__Your goal__
Reproduce the passage on Joker word for word, from "Arthur Fleck’s circumstances" to "See the Forgotten?".

__Source excerpt__
+++
In moments of vulnerability, Fleck is saddened by the rudeness and lack of civility between people. He longs for human connection, to be treated with warmth and dignity—to be loved. Sadly, such tenderness and affection evade him, and his awkward attempts to reach out and connect with those around him result in mockery, humiliation, and rejection.


Restoration and Hope for the Rejected

In a review for Empire, Terri White commented that in the current climate Joker could be viewed as “a lament for outsiders and the ignored,” but she felt such a reading was “too simple.” It’s true that this is an origin story, a dark interpretation of how one of DC’s greatest villains came to be, and we need to be careful of justifying Fleck’s eventual homicidal madness.

And yet I hear the plaintive lamentation for the excluded and overlooked that plays throughout Joker’s tale. I can’t help but wonder what might have happened if Arthur Fleck had received some of the love and acceptance—indeed, just the basic human respect and civility—that he longed for. Gotham city is a brutal place, and Fleck is constantly on the receiving end of its denizen’s harsh tongues, and ‘just for kicks’ beatings. He is seen as an outcast, a loser, a freak.

In Luke’s Gospel, Jesus read from the scroll of Isaiah:

The Spirit of the Lord is on me,
because he has anointed me
to proclaim good news to the poor. (Luke 4:18, NLT)

In the social world of Luke’s Gospel, “poor” meant more than those who have little or no money but was a broader category that referred to those of low social status, to social ‘outsiders’ and the marginalized. Jesus came “[t]o set the burdened and battered free” (Luke 4:18, MSG), and throughout Luke’s Gospel, we see Jesus bringing restoration and reversal for the life circumstances of so many people, inviting them into the family of God to experience His love and healing power.

Arthur Fleck’s circumstances are tragic and pitiable, and his naïve, almost child-like desire for affirmation and warmth is heartbreaking. He has suffered so much: parental rejection and a traumatic upbringing; lack of a supportive social network of friends and extended family; his mental health issues and lack of social skills; and an incessant barrage of verbal and physical abuse.

Fleck is an outsider, someone lacking status and dignity in his world, a man desperate for Good News, whose father-hunger could be assuaged by the love of the God who is  a “father to the fatherless,” and whose yearning for familial love could be fulfilled, as “God sets the lonely in families” (Psalm 68:5-6).


Do We See the Forgotten?

One of the most relatable struggles Fleck faces is the difficulty of defining himself in a complex social world that bombards him with messages of his lack of worth. At various times, Fleck’s language reveals an inner-world filled with pain and futility: “I just don’t want to feel so bad anymore.” “Nobody saw me. I didn’t even think I existed.”

Psychologist Shahram Heshmat points out that “in the face of identity struggle, many end up adopting darker identities . . . as a compensatory method of experiencing aliveness or staving off depression and meaninglessness.” Fleck has had enough of his powerless existence at the hands of a faceless and brutal system. Sadly, his empowerment has come through travelling a dark and vicious path, and in embracing violence and mayhem.
+++
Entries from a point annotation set
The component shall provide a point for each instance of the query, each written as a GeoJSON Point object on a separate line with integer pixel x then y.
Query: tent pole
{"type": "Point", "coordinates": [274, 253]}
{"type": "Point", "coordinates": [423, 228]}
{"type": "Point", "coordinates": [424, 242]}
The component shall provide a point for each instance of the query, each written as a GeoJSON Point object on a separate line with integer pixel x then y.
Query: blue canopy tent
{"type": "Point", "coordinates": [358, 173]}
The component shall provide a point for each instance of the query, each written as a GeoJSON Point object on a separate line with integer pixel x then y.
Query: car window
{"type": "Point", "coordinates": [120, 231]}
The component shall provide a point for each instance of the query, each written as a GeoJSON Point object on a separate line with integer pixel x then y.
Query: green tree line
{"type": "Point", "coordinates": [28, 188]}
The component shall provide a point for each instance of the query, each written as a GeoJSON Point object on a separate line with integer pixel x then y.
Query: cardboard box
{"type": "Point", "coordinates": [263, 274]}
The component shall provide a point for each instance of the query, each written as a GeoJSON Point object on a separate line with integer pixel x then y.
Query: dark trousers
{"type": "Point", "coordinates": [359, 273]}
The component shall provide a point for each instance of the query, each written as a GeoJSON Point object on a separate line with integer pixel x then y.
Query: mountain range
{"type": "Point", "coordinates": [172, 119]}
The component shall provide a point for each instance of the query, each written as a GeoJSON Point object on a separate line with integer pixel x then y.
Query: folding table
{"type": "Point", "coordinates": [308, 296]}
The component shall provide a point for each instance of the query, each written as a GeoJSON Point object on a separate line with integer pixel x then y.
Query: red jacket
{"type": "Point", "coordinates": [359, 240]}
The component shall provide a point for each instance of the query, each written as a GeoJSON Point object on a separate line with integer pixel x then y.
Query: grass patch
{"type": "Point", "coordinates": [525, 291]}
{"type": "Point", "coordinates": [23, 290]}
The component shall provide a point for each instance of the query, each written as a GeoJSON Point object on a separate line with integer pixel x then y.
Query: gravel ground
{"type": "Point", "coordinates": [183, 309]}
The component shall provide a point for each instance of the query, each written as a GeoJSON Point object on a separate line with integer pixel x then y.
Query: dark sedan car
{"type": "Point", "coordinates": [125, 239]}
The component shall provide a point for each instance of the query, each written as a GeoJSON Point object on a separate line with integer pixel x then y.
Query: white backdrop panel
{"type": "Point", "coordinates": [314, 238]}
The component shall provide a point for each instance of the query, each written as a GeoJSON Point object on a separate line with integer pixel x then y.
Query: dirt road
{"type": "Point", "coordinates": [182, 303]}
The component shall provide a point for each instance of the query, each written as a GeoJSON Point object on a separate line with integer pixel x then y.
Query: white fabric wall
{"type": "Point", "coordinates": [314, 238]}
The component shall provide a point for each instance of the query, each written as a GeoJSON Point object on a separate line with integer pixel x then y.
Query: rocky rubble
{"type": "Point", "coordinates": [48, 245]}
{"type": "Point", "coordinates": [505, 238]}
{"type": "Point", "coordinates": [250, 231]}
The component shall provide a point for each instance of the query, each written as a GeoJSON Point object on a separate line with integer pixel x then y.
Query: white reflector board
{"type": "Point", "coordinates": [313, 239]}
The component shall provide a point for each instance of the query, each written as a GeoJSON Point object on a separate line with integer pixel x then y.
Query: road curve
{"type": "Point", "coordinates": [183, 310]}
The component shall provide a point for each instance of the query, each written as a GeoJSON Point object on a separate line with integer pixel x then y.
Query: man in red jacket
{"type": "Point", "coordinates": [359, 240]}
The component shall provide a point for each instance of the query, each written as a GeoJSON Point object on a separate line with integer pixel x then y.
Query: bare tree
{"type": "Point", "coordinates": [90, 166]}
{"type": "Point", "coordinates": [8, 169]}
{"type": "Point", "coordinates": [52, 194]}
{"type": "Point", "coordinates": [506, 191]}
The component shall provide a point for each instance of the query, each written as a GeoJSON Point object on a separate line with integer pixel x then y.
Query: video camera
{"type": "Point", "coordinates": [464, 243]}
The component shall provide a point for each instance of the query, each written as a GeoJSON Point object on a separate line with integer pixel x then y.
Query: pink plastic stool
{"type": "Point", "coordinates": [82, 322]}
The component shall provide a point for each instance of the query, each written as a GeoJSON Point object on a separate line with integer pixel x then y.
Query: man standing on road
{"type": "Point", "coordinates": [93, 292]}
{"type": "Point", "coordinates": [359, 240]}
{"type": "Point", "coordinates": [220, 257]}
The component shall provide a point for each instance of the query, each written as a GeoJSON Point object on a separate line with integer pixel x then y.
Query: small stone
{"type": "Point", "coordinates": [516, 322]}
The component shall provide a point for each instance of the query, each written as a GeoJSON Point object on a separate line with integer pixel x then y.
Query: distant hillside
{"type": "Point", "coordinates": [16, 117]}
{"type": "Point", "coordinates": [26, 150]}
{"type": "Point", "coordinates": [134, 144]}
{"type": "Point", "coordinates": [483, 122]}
+++
__Result__
Arthur Fleck’s circumstances are tragic and pitiable, and his naïve, almost child-like desire for affirmation and warmth is heartbreaking. He has suffered so much: parental rejection and a traumatic upbringing; lack of a supportive social network of friends and extended family; his mental health issues and lack of social skills; and an incessant barrage of verbal and physical abuse.

Fleck is an outsider, someone lacking status and dignity in his world, a man desperate for Good News, whose father-hunger could be assuaged by the love of the God who is  a “father to the fatherless,” and whose yearning for familial love could be fulfilled, as “God sets the lonely in families” (Psalm 68:5-6).


Do We See the Forgotten?